> _Task description_:
Within the records below is a range that opens at the line with "Target: gravel ground" and closes at the line with "point(86, 542)". Return that range word for word, both ends included, and only that range.

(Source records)
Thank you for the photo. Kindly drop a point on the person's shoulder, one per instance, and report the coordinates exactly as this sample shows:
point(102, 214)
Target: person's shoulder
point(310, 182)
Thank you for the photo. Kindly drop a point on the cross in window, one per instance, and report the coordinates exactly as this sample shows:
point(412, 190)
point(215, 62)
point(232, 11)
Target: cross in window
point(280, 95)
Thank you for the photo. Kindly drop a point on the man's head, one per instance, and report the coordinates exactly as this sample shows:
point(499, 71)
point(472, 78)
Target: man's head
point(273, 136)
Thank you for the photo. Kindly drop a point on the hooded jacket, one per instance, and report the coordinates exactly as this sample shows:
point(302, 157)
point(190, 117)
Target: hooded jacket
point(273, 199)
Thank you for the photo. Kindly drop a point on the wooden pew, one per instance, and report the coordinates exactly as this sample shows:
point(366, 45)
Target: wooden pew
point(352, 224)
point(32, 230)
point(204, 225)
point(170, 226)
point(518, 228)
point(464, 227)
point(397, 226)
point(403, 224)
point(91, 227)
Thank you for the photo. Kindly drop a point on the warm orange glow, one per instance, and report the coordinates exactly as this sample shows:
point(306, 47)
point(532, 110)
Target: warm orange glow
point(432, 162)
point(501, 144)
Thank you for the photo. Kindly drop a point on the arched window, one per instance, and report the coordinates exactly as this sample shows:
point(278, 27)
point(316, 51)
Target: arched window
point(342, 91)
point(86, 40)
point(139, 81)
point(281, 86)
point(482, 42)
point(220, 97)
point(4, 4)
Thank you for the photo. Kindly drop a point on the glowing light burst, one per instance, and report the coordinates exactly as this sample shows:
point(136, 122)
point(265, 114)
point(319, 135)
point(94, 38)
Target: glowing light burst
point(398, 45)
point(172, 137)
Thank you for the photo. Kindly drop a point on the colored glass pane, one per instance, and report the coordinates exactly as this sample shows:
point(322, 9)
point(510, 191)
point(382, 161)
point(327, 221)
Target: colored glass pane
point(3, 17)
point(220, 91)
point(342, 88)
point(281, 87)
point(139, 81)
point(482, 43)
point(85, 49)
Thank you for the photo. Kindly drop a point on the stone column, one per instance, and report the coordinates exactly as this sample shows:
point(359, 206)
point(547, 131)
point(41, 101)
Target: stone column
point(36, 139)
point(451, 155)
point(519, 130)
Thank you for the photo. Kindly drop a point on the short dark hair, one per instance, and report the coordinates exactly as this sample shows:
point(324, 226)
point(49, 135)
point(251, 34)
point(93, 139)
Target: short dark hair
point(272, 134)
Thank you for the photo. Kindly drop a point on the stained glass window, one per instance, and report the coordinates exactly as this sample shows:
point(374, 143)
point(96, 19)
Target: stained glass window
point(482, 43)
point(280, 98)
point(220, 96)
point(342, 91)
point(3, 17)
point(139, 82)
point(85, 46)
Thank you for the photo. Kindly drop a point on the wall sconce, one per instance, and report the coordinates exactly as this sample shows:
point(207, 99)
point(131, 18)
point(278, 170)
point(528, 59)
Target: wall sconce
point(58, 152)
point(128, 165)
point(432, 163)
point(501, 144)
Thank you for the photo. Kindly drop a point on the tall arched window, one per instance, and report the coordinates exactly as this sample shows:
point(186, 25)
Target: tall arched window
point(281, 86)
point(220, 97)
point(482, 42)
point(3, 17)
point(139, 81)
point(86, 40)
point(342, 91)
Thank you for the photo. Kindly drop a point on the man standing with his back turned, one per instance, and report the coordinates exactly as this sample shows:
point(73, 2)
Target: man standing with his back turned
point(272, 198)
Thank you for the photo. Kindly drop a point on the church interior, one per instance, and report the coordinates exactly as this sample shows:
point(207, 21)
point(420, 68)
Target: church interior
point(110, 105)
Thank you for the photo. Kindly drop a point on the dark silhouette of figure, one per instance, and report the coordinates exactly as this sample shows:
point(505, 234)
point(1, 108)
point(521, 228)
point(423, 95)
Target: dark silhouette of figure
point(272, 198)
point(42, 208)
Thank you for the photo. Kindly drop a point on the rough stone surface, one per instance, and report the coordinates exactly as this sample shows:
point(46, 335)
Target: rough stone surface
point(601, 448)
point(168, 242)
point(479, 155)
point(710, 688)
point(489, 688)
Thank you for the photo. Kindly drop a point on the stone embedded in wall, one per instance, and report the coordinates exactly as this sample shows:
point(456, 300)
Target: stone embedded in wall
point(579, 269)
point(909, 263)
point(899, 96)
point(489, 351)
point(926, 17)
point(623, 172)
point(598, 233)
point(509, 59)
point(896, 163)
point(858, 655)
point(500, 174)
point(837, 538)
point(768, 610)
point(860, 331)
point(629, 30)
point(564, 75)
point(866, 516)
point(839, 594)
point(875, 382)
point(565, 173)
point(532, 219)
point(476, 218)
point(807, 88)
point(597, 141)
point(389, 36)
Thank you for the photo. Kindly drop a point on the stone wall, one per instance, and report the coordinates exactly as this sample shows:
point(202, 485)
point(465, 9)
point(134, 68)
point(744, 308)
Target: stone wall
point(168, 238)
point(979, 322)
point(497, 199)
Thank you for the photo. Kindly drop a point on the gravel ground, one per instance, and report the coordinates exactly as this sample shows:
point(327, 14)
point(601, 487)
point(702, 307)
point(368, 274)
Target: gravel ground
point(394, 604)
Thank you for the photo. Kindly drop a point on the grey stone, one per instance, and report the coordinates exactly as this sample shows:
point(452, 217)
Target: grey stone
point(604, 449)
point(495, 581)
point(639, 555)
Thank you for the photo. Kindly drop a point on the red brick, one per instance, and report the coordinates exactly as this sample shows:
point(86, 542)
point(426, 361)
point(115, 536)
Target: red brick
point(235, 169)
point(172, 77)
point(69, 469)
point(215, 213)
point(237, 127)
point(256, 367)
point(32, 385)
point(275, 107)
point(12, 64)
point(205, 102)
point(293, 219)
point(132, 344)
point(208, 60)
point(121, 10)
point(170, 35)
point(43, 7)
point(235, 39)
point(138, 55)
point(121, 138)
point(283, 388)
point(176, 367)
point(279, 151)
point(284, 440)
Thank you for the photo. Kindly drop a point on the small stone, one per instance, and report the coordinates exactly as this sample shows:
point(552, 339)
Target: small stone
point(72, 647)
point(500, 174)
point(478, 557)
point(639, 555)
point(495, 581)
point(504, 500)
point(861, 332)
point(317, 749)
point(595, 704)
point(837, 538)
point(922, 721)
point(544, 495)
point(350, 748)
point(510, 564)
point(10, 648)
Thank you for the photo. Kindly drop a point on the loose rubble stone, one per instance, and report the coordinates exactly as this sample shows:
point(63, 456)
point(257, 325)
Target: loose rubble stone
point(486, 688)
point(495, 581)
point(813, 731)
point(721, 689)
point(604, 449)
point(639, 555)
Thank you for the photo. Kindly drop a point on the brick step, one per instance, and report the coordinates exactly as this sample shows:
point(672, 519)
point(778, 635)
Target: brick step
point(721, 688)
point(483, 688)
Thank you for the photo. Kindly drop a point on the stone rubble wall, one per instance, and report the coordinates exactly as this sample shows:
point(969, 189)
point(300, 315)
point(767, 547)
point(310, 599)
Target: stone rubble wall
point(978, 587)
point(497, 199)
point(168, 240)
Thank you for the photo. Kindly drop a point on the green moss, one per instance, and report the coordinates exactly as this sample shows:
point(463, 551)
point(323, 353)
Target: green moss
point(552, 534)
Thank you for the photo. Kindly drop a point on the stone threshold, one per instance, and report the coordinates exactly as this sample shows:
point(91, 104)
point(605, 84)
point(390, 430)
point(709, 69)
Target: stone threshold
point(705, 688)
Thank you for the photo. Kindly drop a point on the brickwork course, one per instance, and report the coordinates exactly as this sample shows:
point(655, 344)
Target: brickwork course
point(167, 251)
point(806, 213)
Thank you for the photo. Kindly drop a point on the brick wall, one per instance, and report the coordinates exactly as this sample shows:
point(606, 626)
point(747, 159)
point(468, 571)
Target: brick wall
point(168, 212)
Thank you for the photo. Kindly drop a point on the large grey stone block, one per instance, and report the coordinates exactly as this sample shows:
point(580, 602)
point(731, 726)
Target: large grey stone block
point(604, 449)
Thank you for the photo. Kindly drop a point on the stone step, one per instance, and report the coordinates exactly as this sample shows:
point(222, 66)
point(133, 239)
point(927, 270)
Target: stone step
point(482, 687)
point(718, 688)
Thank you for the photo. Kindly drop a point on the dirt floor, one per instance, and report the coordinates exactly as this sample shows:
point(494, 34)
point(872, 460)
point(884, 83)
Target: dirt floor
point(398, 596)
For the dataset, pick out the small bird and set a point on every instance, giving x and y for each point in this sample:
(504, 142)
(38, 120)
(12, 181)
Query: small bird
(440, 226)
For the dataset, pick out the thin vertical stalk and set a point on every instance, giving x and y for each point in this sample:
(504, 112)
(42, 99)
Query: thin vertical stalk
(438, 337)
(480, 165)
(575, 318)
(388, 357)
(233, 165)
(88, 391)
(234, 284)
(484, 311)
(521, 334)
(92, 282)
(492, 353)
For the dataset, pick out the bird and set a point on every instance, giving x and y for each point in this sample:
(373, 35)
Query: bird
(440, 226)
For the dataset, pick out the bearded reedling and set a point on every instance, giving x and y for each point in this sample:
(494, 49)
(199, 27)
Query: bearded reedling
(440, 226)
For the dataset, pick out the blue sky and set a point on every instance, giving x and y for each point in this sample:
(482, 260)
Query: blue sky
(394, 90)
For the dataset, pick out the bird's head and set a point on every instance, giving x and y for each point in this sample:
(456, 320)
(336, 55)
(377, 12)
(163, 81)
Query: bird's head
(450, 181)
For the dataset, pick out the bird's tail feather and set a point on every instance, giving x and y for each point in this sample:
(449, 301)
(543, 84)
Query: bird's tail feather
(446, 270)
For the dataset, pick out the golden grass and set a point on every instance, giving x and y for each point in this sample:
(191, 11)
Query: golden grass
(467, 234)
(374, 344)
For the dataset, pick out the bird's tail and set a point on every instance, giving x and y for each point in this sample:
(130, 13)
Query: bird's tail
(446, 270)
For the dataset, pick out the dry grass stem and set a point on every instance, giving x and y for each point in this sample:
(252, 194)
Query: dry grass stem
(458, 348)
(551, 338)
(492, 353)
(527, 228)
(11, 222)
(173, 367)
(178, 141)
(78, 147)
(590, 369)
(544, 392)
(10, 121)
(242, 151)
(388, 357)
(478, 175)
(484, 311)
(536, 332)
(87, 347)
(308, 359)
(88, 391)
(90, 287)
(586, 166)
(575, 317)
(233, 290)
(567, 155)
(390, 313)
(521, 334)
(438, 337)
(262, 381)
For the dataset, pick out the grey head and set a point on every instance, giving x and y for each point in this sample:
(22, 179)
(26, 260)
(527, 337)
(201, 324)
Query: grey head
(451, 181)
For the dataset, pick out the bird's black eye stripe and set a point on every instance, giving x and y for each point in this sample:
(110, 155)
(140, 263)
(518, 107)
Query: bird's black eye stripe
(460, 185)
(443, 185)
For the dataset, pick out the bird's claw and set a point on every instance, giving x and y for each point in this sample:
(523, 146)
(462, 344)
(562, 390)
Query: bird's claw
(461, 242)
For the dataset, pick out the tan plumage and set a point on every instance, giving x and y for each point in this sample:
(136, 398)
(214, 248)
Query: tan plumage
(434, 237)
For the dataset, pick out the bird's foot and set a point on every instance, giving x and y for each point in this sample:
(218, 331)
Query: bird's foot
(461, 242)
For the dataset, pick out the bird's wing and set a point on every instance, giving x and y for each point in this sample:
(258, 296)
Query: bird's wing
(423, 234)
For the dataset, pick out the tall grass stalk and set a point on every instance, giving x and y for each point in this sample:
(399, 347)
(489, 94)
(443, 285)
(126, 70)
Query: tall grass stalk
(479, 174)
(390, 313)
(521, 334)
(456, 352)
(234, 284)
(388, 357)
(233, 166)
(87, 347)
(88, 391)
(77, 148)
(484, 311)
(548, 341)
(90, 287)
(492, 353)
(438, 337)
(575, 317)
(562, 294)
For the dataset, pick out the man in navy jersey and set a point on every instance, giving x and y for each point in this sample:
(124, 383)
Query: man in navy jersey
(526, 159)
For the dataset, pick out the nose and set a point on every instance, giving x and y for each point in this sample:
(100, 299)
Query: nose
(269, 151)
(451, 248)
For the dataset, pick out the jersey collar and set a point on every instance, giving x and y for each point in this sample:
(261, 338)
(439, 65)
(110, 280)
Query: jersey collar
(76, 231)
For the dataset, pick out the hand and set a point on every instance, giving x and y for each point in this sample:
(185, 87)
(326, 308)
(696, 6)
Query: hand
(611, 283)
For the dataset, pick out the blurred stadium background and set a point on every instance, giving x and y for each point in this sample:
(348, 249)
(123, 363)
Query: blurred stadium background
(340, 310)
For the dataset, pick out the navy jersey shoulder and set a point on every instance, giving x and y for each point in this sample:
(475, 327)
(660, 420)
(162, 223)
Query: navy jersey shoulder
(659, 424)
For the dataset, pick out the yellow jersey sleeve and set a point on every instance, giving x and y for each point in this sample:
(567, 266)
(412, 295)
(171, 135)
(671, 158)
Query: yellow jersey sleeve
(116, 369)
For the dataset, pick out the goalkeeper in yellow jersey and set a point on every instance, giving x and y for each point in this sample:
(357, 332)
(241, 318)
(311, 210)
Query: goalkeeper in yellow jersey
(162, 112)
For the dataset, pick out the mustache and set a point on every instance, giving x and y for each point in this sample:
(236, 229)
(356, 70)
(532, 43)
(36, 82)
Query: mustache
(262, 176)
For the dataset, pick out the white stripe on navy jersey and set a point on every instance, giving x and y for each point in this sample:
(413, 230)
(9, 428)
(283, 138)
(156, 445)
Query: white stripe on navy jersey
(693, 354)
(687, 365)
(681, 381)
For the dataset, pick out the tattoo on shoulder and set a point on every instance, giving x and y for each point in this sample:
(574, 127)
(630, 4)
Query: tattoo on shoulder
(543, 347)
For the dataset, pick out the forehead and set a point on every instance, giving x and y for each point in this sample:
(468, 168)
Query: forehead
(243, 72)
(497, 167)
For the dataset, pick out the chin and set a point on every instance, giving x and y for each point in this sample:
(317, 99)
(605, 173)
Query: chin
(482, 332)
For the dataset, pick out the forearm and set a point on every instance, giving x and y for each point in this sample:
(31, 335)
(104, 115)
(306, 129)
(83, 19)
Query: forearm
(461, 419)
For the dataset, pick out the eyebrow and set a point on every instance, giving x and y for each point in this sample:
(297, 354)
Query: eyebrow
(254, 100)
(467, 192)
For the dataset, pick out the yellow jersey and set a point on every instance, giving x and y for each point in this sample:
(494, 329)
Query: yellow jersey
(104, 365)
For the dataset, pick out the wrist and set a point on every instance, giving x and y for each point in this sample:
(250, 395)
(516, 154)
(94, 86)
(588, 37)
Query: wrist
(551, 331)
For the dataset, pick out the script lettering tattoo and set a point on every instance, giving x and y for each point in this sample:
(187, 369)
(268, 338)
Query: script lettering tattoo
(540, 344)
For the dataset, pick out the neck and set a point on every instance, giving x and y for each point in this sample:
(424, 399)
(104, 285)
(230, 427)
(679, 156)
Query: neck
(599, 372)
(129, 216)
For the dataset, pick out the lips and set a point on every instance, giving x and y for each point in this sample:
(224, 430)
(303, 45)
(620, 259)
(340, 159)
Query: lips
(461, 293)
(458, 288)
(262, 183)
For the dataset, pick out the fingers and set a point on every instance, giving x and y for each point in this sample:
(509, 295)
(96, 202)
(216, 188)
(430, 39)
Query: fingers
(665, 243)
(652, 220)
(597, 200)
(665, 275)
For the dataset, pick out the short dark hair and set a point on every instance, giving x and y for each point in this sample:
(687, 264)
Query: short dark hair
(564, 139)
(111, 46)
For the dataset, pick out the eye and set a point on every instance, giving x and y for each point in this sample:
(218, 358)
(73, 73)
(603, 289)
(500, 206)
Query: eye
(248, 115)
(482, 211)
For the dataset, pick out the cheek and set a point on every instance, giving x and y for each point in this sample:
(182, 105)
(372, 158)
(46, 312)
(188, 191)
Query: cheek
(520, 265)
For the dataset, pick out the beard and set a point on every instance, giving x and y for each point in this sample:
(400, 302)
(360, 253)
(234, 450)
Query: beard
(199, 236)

> _Task answer_:
Target: gravel ground
point(394, 604)
Thank you for the photo. Kindly drop a point on the grey stone, one per instance, and report the coordinates exactly as this sample shows:
point(452, 217)
Target: grey stone
point(604, 449)
point(495, 581)
point(639, 555)
Thank you for the photo. Kindly drop a point on the red brick, one per instance, and report the coordinates exactly as this sample shows:
point(86, 542)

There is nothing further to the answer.